### REQUIRED WORK
Extract every line of the records that contains the string "mask", matching case exactly.

Outline records:
────────

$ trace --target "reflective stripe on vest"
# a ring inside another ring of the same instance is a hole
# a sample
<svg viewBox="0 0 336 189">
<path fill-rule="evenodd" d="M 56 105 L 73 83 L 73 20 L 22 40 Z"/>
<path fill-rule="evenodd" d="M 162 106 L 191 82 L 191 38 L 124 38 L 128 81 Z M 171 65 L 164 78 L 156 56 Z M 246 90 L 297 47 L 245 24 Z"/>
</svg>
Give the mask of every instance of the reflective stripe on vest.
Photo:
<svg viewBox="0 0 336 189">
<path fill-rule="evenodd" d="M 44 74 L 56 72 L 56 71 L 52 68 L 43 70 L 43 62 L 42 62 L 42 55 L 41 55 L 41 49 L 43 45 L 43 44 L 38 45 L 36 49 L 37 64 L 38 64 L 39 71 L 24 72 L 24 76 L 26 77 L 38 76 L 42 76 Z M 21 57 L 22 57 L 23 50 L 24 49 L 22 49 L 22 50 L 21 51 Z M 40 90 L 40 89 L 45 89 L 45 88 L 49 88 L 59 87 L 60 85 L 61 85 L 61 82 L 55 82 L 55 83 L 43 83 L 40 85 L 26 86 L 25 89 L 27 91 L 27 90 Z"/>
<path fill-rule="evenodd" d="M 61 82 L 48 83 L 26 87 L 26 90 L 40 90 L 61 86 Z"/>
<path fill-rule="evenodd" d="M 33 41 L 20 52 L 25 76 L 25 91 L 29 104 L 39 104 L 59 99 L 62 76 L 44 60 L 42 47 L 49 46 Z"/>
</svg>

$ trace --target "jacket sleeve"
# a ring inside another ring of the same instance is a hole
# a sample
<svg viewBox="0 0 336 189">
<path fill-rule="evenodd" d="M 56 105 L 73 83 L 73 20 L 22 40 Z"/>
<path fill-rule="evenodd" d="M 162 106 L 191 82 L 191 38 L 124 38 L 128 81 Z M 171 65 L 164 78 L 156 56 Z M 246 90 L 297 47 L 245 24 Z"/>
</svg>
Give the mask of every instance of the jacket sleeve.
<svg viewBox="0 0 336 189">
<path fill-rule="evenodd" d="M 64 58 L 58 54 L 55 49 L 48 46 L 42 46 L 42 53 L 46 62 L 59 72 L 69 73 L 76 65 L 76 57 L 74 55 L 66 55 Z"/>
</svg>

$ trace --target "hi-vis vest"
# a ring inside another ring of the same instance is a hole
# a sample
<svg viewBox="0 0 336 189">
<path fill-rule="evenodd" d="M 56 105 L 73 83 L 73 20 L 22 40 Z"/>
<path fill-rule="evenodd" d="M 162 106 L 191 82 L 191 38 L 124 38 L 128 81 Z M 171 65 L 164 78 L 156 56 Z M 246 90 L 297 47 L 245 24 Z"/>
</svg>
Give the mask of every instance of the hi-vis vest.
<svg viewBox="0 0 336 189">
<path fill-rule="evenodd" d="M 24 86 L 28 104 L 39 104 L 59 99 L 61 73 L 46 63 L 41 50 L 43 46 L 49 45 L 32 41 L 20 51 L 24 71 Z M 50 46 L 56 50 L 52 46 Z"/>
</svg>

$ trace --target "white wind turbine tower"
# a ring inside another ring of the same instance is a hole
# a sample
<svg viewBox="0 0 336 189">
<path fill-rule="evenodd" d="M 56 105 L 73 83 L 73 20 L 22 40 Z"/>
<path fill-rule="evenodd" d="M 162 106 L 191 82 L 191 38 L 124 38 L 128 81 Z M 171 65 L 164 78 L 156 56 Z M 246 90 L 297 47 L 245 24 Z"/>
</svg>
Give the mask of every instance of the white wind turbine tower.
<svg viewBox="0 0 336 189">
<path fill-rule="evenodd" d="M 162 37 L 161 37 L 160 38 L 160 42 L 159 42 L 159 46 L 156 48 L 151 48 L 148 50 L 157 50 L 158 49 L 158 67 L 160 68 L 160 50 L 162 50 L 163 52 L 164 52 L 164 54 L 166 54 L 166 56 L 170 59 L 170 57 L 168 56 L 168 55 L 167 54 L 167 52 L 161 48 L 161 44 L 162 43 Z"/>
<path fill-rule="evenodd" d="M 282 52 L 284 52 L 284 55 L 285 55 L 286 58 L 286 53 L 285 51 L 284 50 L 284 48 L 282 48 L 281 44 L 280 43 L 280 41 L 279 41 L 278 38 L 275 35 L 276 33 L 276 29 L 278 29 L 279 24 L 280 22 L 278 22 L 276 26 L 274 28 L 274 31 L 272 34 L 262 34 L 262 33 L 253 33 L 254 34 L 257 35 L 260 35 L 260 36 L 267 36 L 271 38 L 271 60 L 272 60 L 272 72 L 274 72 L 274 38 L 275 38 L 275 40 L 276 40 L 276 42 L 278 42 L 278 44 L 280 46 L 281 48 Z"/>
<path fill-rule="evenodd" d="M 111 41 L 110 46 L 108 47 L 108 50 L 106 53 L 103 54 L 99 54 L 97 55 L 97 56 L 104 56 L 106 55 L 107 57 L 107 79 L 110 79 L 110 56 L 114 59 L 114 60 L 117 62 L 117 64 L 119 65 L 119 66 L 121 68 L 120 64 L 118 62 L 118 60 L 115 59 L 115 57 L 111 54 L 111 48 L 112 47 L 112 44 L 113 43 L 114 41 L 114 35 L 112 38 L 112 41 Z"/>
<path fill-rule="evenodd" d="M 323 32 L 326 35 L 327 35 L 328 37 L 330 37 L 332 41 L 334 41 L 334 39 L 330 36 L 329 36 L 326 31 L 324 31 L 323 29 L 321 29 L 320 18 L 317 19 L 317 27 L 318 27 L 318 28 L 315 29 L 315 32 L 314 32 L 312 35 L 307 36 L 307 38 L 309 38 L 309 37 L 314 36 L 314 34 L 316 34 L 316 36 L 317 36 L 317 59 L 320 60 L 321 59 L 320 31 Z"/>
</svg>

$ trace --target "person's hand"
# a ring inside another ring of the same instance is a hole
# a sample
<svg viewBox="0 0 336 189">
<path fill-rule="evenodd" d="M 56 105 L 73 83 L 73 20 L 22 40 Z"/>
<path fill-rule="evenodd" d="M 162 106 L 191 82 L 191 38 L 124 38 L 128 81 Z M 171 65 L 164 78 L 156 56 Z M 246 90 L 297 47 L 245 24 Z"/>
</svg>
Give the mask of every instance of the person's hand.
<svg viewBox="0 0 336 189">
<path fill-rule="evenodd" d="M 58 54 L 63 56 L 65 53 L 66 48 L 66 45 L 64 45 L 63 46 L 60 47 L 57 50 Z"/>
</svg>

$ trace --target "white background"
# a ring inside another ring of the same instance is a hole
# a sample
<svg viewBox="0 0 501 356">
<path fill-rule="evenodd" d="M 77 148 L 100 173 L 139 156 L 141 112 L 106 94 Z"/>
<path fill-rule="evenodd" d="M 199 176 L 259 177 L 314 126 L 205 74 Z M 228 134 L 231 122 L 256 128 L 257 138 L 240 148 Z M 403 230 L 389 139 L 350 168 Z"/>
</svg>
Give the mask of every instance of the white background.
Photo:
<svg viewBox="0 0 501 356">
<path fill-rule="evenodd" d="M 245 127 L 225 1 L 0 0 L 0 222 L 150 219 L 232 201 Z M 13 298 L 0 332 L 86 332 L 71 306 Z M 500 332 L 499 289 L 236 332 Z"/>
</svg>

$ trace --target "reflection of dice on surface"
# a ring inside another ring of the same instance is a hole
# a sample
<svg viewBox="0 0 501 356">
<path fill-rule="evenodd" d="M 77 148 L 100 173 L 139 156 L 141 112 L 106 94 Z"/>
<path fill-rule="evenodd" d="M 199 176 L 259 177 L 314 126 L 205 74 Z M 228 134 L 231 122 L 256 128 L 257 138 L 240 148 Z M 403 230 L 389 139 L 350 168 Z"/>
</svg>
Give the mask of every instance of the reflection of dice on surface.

────────

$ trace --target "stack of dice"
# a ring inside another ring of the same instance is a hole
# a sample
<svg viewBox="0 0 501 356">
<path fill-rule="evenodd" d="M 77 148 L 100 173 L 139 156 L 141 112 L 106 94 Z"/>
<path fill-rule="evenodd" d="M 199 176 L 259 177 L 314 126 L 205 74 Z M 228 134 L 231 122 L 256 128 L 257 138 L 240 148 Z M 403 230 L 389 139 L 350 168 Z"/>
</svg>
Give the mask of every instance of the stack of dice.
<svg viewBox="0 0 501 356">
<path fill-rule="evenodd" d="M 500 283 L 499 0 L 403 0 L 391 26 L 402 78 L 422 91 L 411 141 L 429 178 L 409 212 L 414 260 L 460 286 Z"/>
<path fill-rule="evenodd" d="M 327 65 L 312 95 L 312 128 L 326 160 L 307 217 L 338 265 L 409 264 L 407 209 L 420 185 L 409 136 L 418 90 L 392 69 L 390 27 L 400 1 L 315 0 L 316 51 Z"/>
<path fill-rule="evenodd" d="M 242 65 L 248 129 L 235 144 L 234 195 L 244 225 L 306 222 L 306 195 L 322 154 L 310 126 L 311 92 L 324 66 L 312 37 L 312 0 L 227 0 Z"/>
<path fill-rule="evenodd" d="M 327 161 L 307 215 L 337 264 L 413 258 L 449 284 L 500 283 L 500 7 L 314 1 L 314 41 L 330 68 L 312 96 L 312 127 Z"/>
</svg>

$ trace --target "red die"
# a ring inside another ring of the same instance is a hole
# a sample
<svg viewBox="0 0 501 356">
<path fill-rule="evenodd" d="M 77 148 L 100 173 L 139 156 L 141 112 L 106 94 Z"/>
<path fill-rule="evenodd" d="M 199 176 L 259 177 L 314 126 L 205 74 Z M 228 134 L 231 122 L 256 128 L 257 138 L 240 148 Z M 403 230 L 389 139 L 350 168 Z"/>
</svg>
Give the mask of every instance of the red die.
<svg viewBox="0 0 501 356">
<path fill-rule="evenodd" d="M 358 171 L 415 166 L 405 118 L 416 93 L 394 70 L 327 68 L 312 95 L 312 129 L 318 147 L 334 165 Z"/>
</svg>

────────

### WORKED ANSWER
Give the mask of every instance of the reflective stripe on vest.
Give the mask of every instance of the jacket sleeve.
Give the mask of every instance of the hi-vis vest.
Give the mask of every instance of the white wind turbine tower.
Give the mask of every instance of the person's hand.
Give the mask of every instance of the white background.
Give the mask of every instance of the reflection of dice on surface.
Give the mask of every instance of the stack of dice.
Give the mask of every instance of the red die.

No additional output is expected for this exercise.